__Task brief__
All of the records below are to be output exactly; no image belongs in the result.

__Data extracts__
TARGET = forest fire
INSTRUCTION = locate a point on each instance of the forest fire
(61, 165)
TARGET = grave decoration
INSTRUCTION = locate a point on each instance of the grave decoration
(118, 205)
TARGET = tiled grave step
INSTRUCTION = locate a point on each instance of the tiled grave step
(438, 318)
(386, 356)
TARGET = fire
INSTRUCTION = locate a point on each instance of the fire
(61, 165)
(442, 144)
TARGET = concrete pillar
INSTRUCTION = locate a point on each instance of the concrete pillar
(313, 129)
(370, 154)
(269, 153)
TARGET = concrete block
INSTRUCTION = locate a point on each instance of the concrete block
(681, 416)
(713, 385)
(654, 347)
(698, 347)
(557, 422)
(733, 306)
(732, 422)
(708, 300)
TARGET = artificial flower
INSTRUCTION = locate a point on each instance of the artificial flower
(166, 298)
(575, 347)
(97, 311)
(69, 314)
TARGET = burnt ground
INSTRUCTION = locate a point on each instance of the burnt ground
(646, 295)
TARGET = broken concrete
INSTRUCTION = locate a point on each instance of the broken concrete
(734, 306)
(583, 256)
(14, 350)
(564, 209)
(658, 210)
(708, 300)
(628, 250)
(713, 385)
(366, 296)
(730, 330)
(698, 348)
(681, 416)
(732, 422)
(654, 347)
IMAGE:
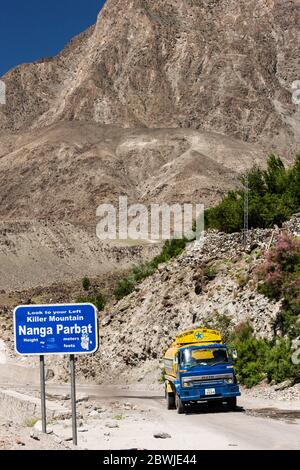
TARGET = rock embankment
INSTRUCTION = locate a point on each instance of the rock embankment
(212, 285)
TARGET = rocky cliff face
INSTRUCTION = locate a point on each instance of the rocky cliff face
(221, 65)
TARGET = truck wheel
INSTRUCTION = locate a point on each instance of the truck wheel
(170, 397)
(231, 403)
(179, 405)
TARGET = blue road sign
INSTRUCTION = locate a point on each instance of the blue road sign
(55, 329)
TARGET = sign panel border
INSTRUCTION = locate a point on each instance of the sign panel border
(82, 353)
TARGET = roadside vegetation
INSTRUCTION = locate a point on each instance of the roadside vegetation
(274, 196)
(279, 279)
(92, 295)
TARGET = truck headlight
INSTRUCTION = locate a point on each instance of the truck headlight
(186, 384)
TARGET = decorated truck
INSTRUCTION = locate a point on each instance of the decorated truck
(198, 368)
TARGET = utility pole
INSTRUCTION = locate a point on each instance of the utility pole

__Result of the task__
TARGET = forest fire
INSTRUCTION = locate a point on each instance of the forest fire
(61, 165)
TARGET = grave decoration
INSTRUCTION = locate a point on each instance of the grave decoration
(118, 205)
TARGET = tiled grave step
INSTRUCTION = locate a point on each instance of the tiled grave step
(438, 318)
(386, 356)
TARGET = fire
INSTRUCTION = locate a point on each instance of the fire
(61, 165)
(442, 144)
TARGET = concrete pillar
INSTRUCTION = locate a point on each instance of the concrete pillar
(313, 129)
(370, 154)
(269, 153)
TARGET = concrete block
INSTRUCTION = locate a point on each instance of the concrete block
(681, 416)
(713, 385)
(654, 347)
(698, 347)
(557, 422)
(733, 306)
(732, 422)
(708, 300)
TARGET = artificial flower
INSTRUCTION = locate a point on each instance of the artificial flower
(166, 298)
(575, 347)
(97, 311)
(69, 314)
TARGET = burnt ground
INSTRUCTION = locate a point on each instance of the burnt ground
(646, 295)
TARGET = broken concrete
INSTRUCTION = locate a point on each instance of the broken concrete
(734, 306)
(583, 256)
(14, 350)
(564, 209)
(658, 210)
(708, 300)
(628, 250)
(713, 385)
(366, 296)
(730, 330)
(698, 348)
(681, 416)
(732, 422)
(654, 347)
IMAGE:
TARGET = rock embankment
INSTRUCTION = locate a point on each instance of the rock embankment
(212, 285)
TARGET = rocky cliff face
INSTRUCTION = locate a point on each instance of the rocky cliff face
(221, 65)
TARGET = truck wheel
INSTRUCTION = locate a point on each instance of the truck wheel
(170, 397)
(231, 403)
(179, 405)
TARGET = blue road sign
INSTRUCTION = locate a point on each instance of the blue road sign
(55, 329)
TARGET = sign panel border
INSTRUCTION = locate a point on each instance of the sign panel border
(82, 353)
TARGET = roadside vegetation
INSTRUCTION = locate a point on each instance of the roadside vegetation
(274, 196)
(279, 279)
(92, 295)
TARGET = truck headlight
INSTRUCTION = locate a point on each instance of the truck headlight
(186, 384)
TARGET = decorated truck
INSTRUCTION = locate a point on each instance of the decorated truck
(198, 368)
TARGET = utility pole
INSTRUCTION = locate a point on each instance of the utility pole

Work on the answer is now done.